Reproduce the rows from the one containing "Practice step: locate the metal pillar" through the final row. Increase every coordinate value in the answers by 147 and leave all other rows unchanged.

### Source data

--------

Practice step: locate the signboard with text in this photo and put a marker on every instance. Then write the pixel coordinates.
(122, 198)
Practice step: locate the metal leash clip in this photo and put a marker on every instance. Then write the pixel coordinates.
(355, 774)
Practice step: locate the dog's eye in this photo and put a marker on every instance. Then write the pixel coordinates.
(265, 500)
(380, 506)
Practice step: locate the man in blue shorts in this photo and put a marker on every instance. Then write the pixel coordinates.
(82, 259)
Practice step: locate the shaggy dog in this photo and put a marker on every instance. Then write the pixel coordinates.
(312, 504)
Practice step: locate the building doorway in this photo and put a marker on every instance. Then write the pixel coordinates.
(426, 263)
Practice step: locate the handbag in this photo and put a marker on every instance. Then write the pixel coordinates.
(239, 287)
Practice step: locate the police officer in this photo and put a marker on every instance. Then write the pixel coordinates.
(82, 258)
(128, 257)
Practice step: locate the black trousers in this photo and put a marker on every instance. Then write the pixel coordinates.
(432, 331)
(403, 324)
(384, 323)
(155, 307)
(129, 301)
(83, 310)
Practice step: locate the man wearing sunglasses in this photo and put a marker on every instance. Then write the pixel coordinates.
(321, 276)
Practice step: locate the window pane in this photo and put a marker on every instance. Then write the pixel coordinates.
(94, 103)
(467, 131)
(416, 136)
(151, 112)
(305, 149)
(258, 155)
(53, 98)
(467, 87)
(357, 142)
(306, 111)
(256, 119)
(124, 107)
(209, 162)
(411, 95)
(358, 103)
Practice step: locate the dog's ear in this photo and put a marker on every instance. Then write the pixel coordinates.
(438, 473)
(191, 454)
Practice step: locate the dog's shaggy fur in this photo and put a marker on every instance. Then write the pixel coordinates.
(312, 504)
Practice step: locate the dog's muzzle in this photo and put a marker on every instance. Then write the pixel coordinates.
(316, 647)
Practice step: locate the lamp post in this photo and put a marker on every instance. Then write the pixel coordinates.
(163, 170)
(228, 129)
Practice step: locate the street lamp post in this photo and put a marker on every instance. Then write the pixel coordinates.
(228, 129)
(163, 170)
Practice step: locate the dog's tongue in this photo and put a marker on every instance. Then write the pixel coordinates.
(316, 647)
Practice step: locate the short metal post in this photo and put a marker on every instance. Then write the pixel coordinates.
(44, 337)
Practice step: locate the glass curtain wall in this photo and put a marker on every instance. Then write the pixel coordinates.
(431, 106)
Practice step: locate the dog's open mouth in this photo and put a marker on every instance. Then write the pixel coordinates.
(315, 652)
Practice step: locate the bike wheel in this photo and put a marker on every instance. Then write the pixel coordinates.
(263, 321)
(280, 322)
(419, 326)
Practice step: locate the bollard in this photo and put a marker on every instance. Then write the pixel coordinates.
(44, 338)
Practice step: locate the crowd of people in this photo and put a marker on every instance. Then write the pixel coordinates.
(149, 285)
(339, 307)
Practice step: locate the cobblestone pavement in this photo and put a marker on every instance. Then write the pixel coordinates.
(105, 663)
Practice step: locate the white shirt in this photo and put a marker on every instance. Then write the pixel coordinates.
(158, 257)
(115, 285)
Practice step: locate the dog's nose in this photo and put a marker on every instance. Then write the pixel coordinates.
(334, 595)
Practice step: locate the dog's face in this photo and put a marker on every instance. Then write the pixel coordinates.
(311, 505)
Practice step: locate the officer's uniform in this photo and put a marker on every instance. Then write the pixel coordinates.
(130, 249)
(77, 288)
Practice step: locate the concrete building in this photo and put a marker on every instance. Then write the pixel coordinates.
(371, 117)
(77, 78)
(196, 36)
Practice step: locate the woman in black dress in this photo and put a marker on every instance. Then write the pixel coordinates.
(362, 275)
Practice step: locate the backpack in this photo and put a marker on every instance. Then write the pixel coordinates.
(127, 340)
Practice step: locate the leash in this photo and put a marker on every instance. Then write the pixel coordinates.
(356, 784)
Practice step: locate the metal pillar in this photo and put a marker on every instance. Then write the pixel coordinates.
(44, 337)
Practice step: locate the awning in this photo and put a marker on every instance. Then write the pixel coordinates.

--------

### FULL OUTPUT
Practice step: locate the metal pillar in this photo and put a marker on every instance. Then write the pixel coordinates.
(191, 484)
Practice step: locate the awning in this photo and put a marker on every instance. Then write the pixel coordinates.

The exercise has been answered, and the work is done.